REQUIRED ACTION:
When the string "Return" is part of a line below, that line should be copied.

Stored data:
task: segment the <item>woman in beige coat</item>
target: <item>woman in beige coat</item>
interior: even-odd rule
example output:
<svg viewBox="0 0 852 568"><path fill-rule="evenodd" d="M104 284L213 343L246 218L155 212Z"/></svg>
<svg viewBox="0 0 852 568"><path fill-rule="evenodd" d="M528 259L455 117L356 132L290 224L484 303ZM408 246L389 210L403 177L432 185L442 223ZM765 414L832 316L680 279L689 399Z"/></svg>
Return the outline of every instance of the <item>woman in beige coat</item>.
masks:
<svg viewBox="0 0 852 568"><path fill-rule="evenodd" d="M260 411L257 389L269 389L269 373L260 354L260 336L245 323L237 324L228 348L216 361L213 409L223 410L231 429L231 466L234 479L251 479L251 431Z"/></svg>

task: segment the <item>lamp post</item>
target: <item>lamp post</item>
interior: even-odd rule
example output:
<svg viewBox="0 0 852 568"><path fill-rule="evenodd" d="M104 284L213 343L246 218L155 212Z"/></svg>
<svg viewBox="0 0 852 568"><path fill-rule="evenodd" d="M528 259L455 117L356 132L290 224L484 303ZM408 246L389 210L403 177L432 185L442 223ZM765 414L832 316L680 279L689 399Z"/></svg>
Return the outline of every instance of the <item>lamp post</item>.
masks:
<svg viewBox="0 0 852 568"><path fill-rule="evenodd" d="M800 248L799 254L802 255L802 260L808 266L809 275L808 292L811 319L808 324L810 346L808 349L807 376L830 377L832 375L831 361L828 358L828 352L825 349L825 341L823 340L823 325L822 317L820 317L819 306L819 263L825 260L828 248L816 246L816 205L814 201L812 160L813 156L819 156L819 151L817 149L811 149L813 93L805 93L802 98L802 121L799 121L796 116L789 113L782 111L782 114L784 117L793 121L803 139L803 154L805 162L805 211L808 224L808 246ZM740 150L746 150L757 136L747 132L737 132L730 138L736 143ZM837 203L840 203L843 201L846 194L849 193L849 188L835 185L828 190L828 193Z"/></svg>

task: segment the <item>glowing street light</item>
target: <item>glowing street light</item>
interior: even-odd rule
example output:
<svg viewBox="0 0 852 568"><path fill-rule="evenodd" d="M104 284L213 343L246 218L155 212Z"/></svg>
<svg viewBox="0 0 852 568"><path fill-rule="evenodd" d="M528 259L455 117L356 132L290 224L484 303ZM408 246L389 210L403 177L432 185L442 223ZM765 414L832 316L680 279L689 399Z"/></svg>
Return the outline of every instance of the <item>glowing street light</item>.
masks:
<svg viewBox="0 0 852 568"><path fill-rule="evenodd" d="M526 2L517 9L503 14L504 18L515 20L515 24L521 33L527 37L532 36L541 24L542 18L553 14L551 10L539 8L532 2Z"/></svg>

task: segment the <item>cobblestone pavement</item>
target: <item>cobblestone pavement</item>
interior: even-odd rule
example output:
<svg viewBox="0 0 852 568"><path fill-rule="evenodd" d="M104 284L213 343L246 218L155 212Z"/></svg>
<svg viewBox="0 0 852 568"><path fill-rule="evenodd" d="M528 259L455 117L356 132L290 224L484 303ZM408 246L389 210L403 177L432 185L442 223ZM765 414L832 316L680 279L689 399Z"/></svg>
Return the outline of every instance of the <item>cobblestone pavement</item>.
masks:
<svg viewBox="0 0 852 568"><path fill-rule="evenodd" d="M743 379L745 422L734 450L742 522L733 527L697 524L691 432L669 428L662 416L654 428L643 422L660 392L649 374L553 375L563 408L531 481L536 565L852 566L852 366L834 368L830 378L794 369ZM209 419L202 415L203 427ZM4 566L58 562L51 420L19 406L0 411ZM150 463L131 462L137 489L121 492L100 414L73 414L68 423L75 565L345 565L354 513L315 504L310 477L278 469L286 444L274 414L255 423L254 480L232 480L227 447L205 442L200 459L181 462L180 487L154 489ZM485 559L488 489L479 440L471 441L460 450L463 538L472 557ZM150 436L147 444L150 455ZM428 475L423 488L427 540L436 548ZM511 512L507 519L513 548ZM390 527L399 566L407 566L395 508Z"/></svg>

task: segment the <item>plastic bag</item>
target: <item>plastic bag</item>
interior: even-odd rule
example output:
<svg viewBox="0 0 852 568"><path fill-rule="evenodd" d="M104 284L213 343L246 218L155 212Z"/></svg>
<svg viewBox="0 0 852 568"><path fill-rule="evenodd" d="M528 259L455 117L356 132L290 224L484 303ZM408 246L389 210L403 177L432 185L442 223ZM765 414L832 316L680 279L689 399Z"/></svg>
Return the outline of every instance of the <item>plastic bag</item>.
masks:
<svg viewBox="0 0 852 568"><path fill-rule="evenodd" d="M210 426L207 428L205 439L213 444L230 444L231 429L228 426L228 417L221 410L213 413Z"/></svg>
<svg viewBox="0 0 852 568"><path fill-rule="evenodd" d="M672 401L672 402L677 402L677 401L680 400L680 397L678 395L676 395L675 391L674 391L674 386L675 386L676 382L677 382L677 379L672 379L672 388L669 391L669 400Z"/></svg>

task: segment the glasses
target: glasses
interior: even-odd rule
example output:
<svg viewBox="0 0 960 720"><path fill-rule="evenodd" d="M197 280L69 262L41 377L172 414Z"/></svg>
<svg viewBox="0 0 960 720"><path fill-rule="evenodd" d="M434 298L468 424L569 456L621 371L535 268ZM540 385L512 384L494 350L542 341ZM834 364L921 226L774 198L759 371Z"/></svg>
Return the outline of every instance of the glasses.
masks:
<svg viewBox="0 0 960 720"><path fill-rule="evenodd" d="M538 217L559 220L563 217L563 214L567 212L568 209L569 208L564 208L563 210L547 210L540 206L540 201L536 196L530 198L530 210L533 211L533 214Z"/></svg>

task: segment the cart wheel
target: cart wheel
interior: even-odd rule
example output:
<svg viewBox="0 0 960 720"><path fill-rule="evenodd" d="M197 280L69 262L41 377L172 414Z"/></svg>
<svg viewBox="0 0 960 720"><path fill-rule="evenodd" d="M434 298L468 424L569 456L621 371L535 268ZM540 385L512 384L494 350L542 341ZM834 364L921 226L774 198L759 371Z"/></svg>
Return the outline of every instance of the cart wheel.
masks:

WRITTEN RESPONSE:
Return the outline of every instance of the <item>woman in beige coat</item>.
Return the outline of every instance of the <item>lamp post</item>.
Return the outline of every instance of the <item>glowing street light</item>.
Return the outline of every instance of the <item>cobblestone pavement</item>.
Return the outline of every instance of the <item>plastic bag</item>.
Return the outline of every instance of the glasses.
Return the outline of every instance of the cart wheel.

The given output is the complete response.